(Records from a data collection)
------------------------------------------------

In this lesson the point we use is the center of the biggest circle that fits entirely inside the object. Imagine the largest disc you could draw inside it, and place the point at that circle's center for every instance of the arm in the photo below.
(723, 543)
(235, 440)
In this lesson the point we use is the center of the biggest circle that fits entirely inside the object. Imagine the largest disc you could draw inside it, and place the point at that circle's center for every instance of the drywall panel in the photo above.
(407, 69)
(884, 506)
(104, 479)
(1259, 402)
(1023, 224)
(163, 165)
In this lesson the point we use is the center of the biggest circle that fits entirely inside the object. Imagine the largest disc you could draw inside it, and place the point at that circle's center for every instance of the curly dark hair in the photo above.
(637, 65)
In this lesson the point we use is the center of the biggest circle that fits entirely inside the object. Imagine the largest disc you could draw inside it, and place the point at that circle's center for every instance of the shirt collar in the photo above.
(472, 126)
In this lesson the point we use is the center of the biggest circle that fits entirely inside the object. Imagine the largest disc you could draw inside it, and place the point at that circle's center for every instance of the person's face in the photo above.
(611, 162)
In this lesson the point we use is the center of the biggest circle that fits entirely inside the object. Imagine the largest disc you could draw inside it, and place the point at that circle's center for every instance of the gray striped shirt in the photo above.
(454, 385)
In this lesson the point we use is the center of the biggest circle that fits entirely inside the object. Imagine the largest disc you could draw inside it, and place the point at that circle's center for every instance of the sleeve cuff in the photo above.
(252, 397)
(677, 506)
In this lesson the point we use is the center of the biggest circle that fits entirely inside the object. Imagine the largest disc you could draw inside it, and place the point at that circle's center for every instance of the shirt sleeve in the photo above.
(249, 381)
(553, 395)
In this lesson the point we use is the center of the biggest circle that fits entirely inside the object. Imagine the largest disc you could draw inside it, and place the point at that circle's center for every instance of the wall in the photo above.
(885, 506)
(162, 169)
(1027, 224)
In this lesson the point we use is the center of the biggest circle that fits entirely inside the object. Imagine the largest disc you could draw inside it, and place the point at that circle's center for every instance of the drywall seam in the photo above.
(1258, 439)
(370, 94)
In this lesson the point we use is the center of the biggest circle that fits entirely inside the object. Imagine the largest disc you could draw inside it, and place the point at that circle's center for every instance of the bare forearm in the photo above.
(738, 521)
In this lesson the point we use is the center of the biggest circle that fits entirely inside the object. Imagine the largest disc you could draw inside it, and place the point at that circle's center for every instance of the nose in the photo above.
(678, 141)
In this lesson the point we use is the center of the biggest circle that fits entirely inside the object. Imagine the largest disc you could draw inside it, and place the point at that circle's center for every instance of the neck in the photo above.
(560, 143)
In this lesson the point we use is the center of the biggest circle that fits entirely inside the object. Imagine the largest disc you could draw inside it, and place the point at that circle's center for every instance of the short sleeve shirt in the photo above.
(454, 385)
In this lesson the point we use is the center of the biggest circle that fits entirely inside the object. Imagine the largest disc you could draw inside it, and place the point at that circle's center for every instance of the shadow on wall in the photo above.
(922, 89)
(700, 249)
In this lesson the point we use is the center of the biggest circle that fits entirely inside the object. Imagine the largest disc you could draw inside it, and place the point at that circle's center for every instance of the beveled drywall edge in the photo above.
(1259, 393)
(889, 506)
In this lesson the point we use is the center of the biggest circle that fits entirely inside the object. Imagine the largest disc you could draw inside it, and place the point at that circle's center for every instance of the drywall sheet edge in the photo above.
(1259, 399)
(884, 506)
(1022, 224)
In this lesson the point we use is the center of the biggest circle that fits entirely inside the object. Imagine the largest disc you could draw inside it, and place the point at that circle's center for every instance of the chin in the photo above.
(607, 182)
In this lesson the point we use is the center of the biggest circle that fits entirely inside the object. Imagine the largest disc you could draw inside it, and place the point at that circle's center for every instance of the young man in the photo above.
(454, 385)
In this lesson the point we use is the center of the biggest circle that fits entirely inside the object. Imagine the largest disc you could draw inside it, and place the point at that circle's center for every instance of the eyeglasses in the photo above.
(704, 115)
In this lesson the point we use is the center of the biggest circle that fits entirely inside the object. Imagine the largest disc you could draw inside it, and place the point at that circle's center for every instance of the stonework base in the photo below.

------------------------------------------------

▶ **WHAT TO PRODUCE**: Transcribe every entry exactly.

▶ **RESPONSE**:
In this lesson the point we use is the center of the biggest circle that fits entirely inside the object. Imagine the largest disc you could draw inside it, and place the point at that circle's center for every instance of the arm in the photo below.
(723, 543)
(235, 440)
In this lesson the point we use is the center of the biggest circle that fits entirely inside the object. Imagine the largest disc you could draw inside it, and place the point at that circle's center for every instance of the drywall panel in the photo above.
(407, 69)
(884, 506)
(104, 479)
(1259, 402)
(1023, 224)
(163, 165)
In this lesson the point we use is the center of the biggest circle that fits entirely inside the object. Imagine the largest disc you could draw inside it, and place the point at that circle's center for every instance of the curly dark hair in the photo above.
(637, 65)
In this lesson the point we use is the center of the biggest circle that fits entirely inside the object. Imagine the largest disc you could draw inside it, and place the point at that circle's center for every instance of the shirt collar in the photo above.
(472, 126)
In this lesson the point we use is the center of the biggest circle that fits entirely inside the object. Imagine the largest disc you could draw inside it, and place the point at that circle's center for every instance of the person's face in the photo above.
(611, 162)
In this lesson the point we use is the center of the biggest circle that fits entirely inside the object. Imagine the largest disc you could draw inside it, and place the point at that circle's center for every instance of the gray striped shirt in the photo above.
(454, 385)
In this lesson the point we use is the center of the biggest circle that fits entirely inside the object. Imagine the largest disc you could draw inside it, and place the point at that circle's center for every instance of the sleeve cuff in the photo above.
(252, 397)
(677, 506)
In this lesson the point we use is the center of the biggest circle that fits entirely inside the object. Imagine the largest disc you could draw inside it, and place the point at that circle's center for every instance of the shirt sleeve in the photo above.
(249, 381)
(553, 395)
In this lesson the point we use is the center of the biggest circle that fits entirely inside the object. Imagine the largest disc you could draw inside it, and place the point at that circle's center for every instance of the wall in the photo above.
(885, 506)
(162, 169)
(1027, 224)
In this lesson the point we use is the center of the biggest circle that fits entirely inside the object. Imagine the largest disc you could draw inside it, and place the point at that circle's center for every instance of the drywall seam in the photo above.
(1258, 439)
(370, 94)
In this lesson the point we use is the center of the biggest circle that fits entirely inside the object. Imagine the largest disc you could draw inside it, and place the point at that circle's center for every instance of the bare forearm in the photo above.
(738, 521)
In this lesson the point we use is the center of the biggest circle that fits entirely inside the object. Imagine the largest disc you could draw inside it, and place the point at that circle's center for every instance of the nose in the photo above.
(678, 141)
In this lesson the point we use is the center of the biggest circle that fits entirely inside the object. Imagine the largest disc you could draw inside it, and place the point at that circle's center for every instance of the neck in the photo above.
(560, 143)
In this lesson the point we use is the center of the biggest circle that fits entirely inside the object. Imagine the largest disc you could draw inside it, and place the point at that circle's center for every instance of the short sleeve shirt in the photo above.
(454, 385)
In this lesson the point we use is the center of the biggest circle that fits entirely inside the object. Imagine the largest disc you could draw inside it, and place the point at that circle's center for every instance of the shadow on wall in the photo above.
(922, 89)
(700, 249)
In this lesson the point we use is the center of the biggest circle that fits entirely inside the object. Imagine the largest disc you could draw inside it, and place the point at that circle's center for every instance of the beveled drywall edge in the photo above.
(1259, 393)
(889, 506)
In this lesson the point we use is the center of the biggest circle that fits entirely inside the object. Imagine the largest disc you could draw inside it, and place the point at that circle's center for every instance of the drywall sheet edge in the photo above.
(1259, 399)
(884, 506)
(1022, 224)
In this lesson the point we use is the center of the biggest circle that fits entirely inside the object. Imagine the largest disc you could draw inside it, and place the point at that circle's center for every instance of the chin in the photo above.
(607, 182)
In this lesson the point we use is the center of the biggest circle that fits entirely inside the object. Imagine the largest disc you could draw inside it, and place the point at that circle's center for every instance of the young man in the photo above.
(454, 385)
In this lesson the point we use is the center of the biggest circle that fits entirely inside the object. Imagine the largest disc you could draw inside it, and place the point at that circle's center for every instance of the eyeglasses in the photo above.
(704, 115)
In this lesson the point we use is the center of the biggest circle that fits entirely inside the object. Imagine the largest disc you could draw inside it, and place the point at that circle's center for every instance of the stonework base in the photo below.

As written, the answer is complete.